### [Directions]
Only the lines from the start of the data below through the line that contains "of the whole" are to be copied, exactly and without pictures.

BEGIN Material provided

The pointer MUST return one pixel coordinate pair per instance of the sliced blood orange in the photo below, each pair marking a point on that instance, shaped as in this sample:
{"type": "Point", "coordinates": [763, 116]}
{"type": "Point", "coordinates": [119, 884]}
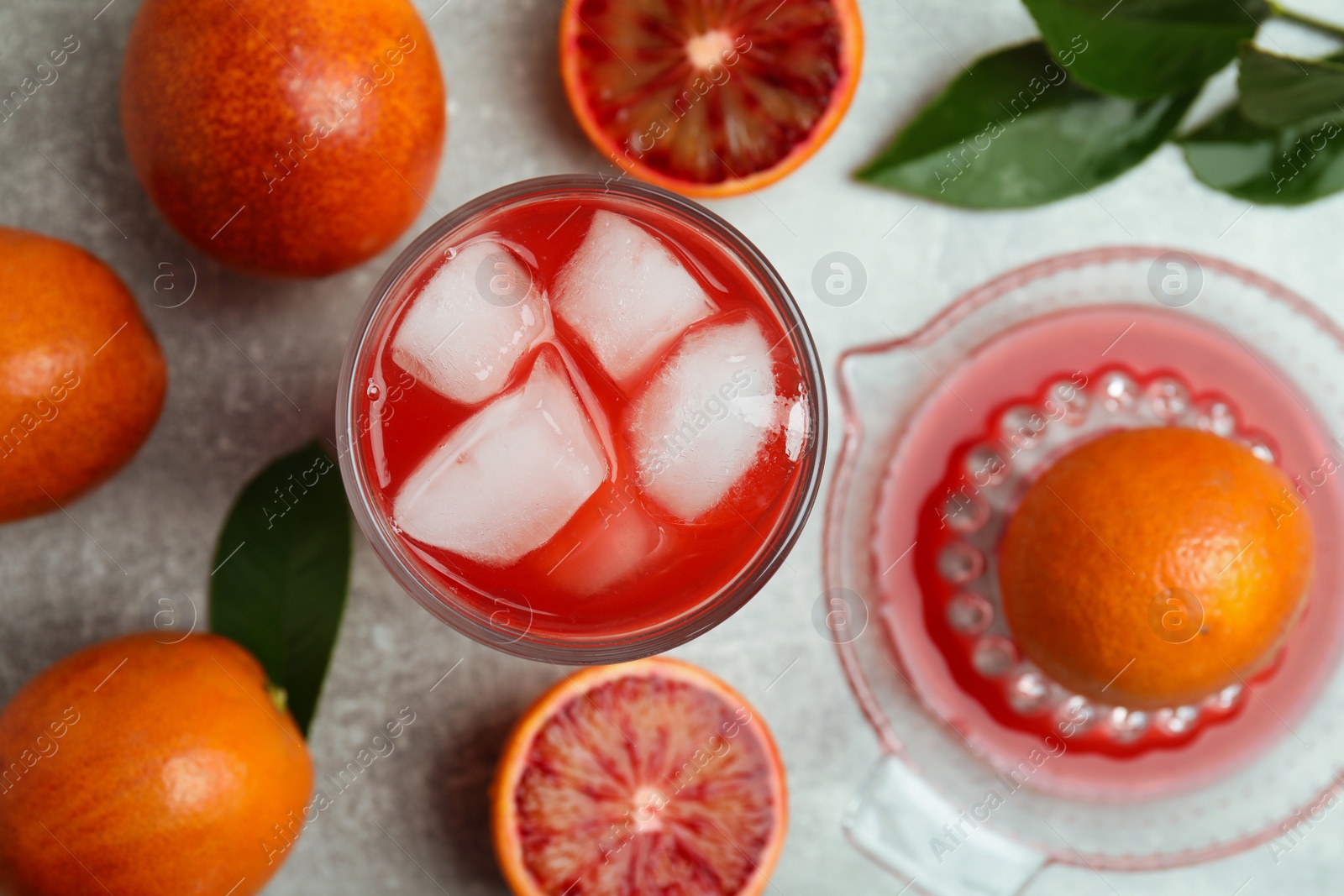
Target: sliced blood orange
{"type": "Point", "coordinates": [648, 777]}
{"type": "Point", "coordinates": [710, 97]}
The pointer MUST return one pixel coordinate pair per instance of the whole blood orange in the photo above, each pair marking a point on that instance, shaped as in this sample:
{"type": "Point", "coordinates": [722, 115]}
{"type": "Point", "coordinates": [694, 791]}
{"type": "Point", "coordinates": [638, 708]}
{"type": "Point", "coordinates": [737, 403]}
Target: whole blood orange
{"type": "Point", "coordinates": [147, 768]}
{"type": "Point", "coordinates": [288, 137]}
{"type": "Point", "coordinates": [648, 777]}
{"type": "Point", "coordinates": [705, 97]}
{"type": "Point", "coordinates": [81, 376]}
{"type": "Point", "coordinates": [1152, 567]}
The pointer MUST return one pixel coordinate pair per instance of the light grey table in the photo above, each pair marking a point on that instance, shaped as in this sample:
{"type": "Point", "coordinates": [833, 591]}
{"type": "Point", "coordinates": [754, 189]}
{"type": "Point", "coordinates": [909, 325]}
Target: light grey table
{"type": "Point", "coordinates": [417, 821]}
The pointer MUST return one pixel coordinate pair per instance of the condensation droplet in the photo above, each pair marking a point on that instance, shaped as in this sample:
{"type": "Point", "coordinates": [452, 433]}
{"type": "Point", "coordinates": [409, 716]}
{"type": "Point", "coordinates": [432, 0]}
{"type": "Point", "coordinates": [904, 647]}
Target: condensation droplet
{"type": "Point", "coordinates": [960, 562]}
{"type": "Point", "coordinates": [969, 613]}
{"type": "Point", "coordinates": [995, 656]}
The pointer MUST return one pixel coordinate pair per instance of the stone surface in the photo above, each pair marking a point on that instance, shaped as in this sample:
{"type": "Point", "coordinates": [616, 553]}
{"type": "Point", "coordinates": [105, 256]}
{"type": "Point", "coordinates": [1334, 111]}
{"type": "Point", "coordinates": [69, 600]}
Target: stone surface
{"type": "Point", "coordinates": [255, 367]}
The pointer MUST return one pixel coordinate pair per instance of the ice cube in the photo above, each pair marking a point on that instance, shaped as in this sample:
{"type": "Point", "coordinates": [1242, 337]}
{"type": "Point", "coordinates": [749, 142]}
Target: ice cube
{"type": "Point", "coordinates": [701, 423]}
{"type": "Point", "coordinates": [472, 322]}
{"type": "Point", "coordinates": [609, 542]}
{"type": "Point", "coordinates": [510, 477]}
{"type": "Point", "coordinates": [627, 297]}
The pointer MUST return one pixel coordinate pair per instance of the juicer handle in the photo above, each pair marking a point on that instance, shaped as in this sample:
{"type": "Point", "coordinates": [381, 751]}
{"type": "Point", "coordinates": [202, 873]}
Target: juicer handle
{"type": "Point", "coordinates": [906, 826]}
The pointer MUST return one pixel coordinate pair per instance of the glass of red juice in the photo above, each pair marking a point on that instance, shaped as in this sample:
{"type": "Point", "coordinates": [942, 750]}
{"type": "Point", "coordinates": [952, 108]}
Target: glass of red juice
{"type": "Point", "coordinates": [581, 419]}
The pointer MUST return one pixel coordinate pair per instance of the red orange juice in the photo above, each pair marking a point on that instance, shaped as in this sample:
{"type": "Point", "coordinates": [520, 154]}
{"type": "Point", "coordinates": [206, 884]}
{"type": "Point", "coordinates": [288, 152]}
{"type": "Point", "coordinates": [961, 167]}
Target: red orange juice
{"type": "Point", "coordinates": [582, 417]}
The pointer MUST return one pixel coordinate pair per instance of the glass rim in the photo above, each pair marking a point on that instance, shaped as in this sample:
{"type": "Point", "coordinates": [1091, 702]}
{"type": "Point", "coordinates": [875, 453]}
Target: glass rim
{"type": "Point", "coordinates": [568, 649]}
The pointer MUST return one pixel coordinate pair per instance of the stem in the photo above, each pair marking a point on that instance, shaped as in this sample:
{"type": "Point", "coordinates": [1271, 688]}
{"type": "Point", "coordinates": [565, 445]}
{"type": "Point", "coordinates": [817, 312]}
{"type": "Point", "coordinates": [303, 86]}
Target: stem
{"type": "Point", "coordinates": [1315, 24]}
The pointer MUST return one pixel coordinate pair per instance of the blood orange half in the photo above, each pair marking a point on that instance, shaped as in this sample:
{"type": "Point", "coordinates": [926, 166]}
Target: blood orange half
{"type": "Point", "coordinates": [710, 97]}
{"type": "Point", "coordinates": [648, 777]}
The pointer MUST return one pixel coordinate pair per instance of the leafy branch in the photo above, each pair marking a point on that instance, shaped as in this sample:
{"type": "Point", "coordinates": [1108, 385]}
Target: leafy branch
{"type": "Point", "coordinates": [1105, 86]}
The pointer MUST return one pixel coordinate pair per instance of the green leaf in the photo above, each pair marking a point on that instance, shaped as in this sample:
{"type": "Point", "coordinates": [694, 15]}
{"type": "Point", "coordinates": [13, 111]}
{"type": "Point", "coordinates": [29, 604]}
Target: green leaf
{"type": "Point", "coordinates": [1147, 49]}
{"type": "Point", "coordinates": [1018, 130]}
{"type": "Point", "coordinates": [281, 573]}
{"type": "Point", "coordinates": [1278, 90]}
{"type": "Point", "coordinates": [1273, 165]}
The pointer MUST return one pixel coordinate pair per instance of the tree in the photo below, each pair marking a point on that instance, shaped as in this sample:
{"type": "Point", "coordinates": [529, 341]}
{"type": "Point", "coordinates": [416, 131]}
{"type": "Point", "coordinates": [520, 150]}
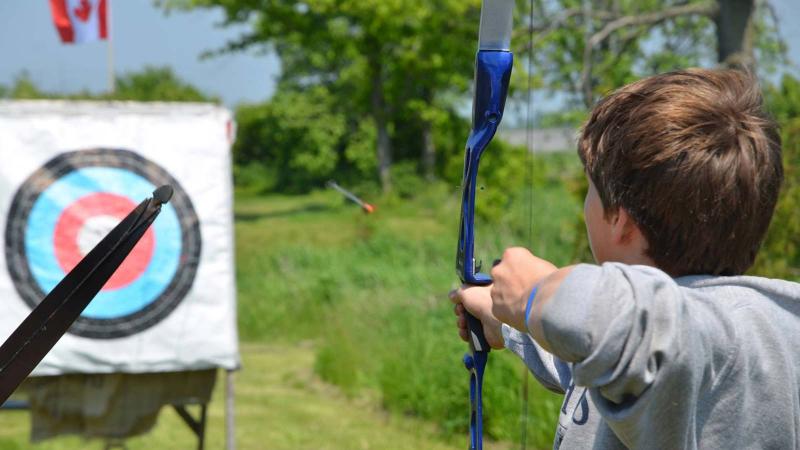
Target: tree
{"type": "Point", "coordinates": [396, 64]}
{"type": "Point", "coordinates": [587, 48]}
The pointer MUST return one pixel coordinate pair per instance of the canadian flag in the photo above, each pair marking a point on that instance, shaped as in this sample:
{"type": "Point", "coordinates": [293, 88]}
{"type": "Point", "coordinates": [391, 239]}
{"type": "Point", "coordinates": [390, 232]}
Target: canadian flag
{"type": "Point", "coordinates": [80, 20]}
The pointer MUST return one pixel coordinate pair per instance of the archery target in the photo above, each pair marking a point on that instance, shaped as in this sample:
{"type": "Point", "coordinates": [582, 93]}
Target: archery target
{"type": "Point", "coordinates": [64, 208]}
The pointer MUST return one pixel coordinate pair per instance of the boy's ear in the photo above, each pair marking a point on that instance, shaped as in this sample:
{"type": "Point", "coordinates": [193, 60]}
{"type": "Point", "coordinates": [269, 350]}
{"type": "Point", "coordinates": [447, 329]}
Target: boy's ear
{"type": "Point", "coordinates": [623, 227]}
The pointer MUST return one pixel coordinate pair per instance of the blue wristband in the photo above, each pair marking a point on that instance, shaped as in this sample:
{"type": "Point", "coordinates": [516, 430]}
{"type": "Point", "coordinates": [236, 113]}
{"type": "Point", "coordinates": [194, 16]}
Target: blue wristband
{"type": "Point", "coordinates": [528, 306]}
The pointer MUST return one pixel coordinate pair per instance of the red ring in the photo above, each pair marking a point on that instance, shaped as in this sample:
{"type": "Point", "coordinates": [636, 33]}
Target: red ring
{"type": "Point", "coordinates": [65, 236]}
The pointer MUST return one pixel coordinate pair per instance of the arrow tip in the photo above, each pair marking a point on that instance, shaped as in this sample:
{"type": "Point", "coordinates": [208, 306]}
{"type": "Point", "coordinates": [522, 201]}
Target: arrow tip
{"type": "Point", "coordinates": [162, 194]}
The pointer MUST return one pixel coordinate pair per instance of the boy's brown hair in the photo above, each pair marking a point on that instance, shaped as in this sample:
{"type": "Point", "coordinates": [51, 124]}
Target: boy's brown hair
{"type": "Point", "coordinates": [694, 160]}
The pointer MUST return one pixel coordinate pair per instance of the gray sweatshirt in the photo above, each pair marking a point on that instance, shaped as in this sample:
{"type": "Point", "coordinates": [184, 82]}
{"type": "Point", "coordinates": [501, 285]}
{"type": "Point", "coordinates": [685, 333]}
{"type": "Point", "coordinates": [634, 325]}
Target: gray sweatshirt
{"type": "Point", "coordinates": [662, 363]}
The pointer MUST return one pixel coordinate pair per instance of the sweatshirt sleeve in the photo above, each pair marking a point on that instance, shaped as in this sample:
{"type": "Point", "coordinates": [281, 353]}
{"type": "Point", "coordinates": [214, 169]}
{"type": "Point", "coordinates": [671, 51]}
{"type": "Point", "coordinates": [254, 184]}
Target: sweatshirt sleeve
{"type": "Point", "coordinates": [553, 374]}
{"type": "Point", "coordinates": [644, 346]}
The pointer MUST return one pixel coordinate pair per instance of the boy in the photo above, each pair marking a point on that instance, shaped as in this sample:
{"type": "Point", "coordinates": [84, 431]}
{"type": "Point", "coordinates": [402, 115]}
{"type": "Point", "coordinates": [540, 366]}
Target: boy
{"type": "Point", "coordinates": [665, 344]}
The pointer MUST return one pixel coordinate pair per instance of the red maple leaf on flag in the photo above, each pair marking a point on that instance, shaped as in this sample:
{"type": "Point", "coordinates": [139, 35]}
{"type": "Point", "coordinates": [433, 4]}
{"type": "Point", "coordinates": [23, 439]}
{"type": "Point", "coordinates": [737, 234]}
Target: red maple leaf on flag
{"type": "Point", "coordinates": [83, 11]}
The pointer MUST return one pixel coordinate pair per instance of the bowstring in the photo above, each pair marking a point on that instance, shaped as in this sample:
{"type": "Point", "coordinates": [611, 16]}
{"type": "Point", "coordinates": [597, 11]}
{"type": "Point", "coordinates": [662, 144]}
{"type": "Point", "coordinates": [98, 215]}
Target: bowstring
{"type": "Point", "coordinates": [529, 183]}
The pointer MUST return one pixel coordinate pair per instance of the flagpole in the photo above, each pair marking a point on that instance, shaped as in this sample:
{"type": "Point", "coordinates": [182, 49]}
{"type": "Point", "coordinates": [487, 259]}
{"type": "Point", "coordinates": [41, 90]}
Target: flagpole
{"type": "Point", "coordinates": [112, 84]}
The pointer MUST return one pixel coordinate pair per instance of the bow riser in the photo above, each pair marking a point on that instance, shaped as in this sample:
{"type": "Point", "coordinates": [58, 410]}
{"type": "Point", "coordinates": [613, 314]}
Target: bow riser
{"type": "Point", "coordinates": [492, 75]}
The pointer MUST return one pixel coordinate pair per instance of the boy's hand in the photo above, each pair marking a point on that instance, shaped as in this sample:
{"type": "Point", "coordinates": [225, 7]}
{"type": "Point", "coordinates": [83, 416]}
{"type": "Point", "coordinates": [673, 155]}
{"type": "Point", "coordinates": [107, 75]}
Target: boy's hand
{"type": "Point", "coordinates": [514, 277]}
{"type": "Point", "coordinates": [477, 300]}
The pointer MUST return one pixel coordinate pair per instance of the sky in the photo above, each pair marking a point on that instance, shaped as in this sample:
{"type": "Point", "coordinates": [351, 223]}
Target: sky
{"type": "Point", "coordinates": [144, 35]}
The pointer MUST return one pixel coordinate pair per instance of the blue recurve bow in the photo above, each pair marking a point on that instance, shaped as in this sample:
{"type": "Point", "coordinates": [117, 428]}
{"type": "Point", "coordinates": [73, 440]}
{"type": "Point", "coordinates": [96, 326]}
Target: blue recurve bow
{"type": "Point", "coordinates": [492, 73]}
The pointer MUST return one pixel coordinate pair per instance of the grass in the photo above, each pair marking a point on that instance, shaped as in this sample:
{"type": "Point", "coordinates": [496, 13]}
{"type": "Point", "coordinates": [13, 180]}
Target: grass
{"type": "Point", "coordinates": [280, 404]}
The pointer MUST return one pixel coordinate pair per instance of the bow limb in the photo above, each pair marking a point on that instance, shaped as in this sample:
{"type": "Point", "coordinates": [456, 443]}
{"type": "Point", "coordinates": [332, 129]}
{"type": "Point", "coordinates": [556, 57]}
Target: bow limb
{"type": "Point", "coordinates": [493, 64]}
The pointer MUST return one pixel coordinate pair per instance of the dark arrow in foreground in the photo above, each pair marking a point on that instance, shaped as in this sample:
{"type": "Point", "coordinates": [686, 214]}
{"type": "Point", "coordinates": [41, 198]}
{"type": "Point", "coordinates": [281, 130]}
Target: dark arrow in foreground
{"type": "Point", "coordinates": [53, 316]}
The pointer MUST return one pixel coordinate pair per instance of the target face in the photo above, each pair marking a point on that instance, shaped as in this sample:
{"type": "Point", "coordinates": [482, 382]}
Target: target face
{"type": "Point", "coordinates": [67, 206]}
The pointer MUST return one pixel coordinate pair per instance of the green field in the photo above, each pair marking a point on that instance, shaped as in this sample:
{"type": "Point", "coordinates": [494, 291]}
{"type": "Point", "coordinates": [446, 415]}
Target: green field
{"type": "Point", "coordinates": [348, 337]}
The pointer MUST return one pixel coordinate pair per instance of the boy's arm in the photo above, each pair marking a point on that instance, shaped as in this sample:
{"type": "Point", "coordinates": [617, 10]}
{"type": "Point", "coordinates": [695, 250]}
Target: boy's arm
{"type": "Point", "coordinates": [645, 347]}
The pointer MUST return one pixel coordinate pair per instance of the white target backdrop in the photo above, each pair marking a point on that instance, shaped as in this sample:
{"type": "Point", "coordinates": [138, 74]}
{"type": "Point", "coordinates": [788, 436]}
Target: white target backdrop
{"type": "Point", "coordinates": [69, 171]}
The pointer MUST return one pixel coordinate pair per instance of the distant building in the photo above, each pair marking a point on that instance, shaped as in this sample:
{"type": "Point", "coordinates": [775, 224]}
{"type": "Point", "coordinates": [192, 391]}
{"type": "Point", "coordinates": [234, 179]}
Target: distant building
{"type": "Point", "coordinates": [547, 140]}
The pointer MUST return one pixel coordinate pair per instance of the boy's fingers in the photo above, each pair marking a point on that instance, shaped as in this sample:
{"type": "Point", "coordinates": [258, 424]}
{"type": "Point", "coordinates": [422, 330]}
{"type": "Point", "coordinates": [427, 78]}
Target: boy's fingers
{"type": "Point", "coordinates": [453, 296]}
{"type": "Point", "coordinates": [463, 334]}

END Material provided

### [Task solution]
The pointer MUST return one pixel coordinate pair per instance of the sliced blood orange in the photo below, each pair marking a point on that instance, shaped as in this sample:
{"type": "Point", "coordinates": [763, 116]}
{"type": "Point", "coordinates": [119, 884]}
Target: sliced blood orange
{"type": "Point", "coordinates": [648, 777]}
{"type": "Point", "coordinates": [710, 97]}
The pointer MUST return one pixel coordinate pair per instance of the whole blood orange in the photo above, each pair marking a point on that instance, shaped as in this sample:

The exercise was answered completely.